选段:
----------------
最后还要注意 requestHandlers,这是一个 List,其实这里用了 责任链模式 来设计。
final List<RequestHandler> requestHandlers;
可以看到这里是一个 RequestHandler 的 List 。这个 RequestHandler 就是请求处理器,是一个抽象类,来看看:
// RequestHandler.kt
/**
* `RequestHandler` allows you to extend Picasso to load images in ways that are not
* supported by default in the library.
*
* <h2>Usage</h2>
* `RequestHandler` must be subclassed to be used. You will have to override two methods
* ([canHandleRequest] and [load]) with your custom logic to load images.
*
* You should then register your [RequestHandler] using
* [Picasso.Builder.addRequestHandler]
*
* **Note:** This is a beta feature. The API is subject to change in a backwards incompatible
* way at any time.
*
* @see Picasso.Builder.addRequestHandler
*/
abstract class RequestHandler {
/**
* [Result] represents the result of a [load] call in a [RequestHandler].
*
* @see RequestHandler
* @see [load]
*/
sealed class Result constructor(
/**
* Returns the resulting [Picasso.LoadedFrom] generated from a [load] call.
*/
@JvmField val loadedFrom: LoadedFrom,
/**
* Returns the resulting EXIF rotation generated from a [load] call.
*/
@JvmField val exifRotation: Int = 0
) {
class Bitmap @JvmOverloads constructor(
val bitmap: android.graphics.Bitmap,
loadedFrom: LoadedFrom,
exifRotation: Int = 0
) : Result(loadedFrom, exifRotation)
class Drawable @JvmOverloads constructor(
val drawable: android.graphics.drawable.Drawable,
loadedFrom: LoadedFrom,
exifRotation: Int = 0
) : Result(loadedFrom, exifRotation)
}
interface Callback {
fun onSuccess(result: Result?)
fun onError(t: Throwable)
}
/**
* Whether or not this [RequestHandler] can handle a request with the given [Request].
*/
abstract fun canHandleRequest(data: Request): Boolean
/**
* Loads an image for the given [Request].
* @param request the data from which the image should be resolved.
*/
@Throws(IOException::class)
abstract fun load(
picasso: Picasso,
request: Request,
callback: Callback
)
open val retryCount = 0
open fun shouldRetry(
airplaneMode: Boolean,
info: NetworkInfo?
) = false
open fun supportsReplay() = false
}
这里我们拆开看,首先是一个 密封类 Result,它有两个实现,Bitmap 和 Drawable,分别对应两种图片格式,这里统一抽象为 加载结果,Result。
这里 LoadedFrom 表面该资源从哪里加载,是一个枚举类,有三种来源:内存、外存 和 网络。
// Picasso.LoadedFrom
public enum LoadedFrom {
MEMORY(Color.GREEN),
DISK(Color.BLUE),
NETWORK(Color.RED);
final int debugColor;
LoadedFrom(int debugColor) {
this.debugColor = debugColor;
}
}
然后是一个接口 CallBack,这个比较简单,直接看即可:
interface Callback {
fun onSuccess(result: Result?)
----------------
给定任务 1: 请逐字复制选段中从“open val retryCount”到“表面该资源从哪里加载,是一个枚举类,有三种来源:内存、外存 和 网络。”的部分。
选段与下面的记录互不相关。

所给数据:
----------------
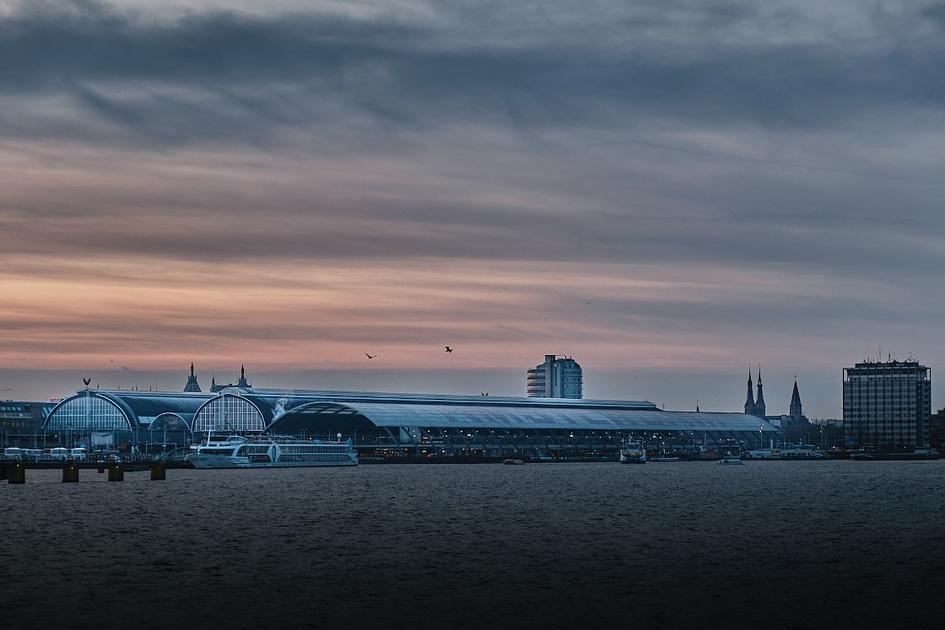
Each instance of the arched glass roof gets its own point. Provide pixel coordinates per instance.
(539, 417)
----------------
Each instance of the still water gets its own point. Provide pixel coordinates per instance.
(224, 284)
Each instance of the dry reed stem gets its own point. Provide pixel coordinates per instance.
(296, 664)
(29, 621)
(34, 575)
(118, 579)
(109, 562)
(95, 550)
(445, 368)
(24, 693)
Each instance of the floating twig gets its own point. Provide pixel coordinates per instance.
----------------
给定任务 2: 请原样写下记录中从含有“Each instance of the dry”的那一行到含有“Each instance of the floating”的那一行，首尾两行都要包括在内。

完整输出 1:
open val retryCount = 0
open fun shouldRetry(
airplaneMode: Boolean,
info: NetworkInfo?
) = false
open fun supportsReplay() = false
}
这里我们拆开看,首先是一个 密封类 Result,它有两个实现,Bitmap 和 Drawable,分别对应两种图片格式,这里统一抽象为 加载结果,Result。
这里 LoadedFrom 表面该资源从哪里加载,是一个枚举类,有三种来源:内存、外存 和 网络。

完整输出 2:
Each instance of the dry reed stem gets its own point. Provide pixel coordinates per instance.
(296, 664)
(29, 621)
(34, 575)
(118, 579)
(109, 562)
(95, 550)
(445, 368)
(24, 693)
Each instance of the floating twig gets its own point. Provide pixel coordinates per instance.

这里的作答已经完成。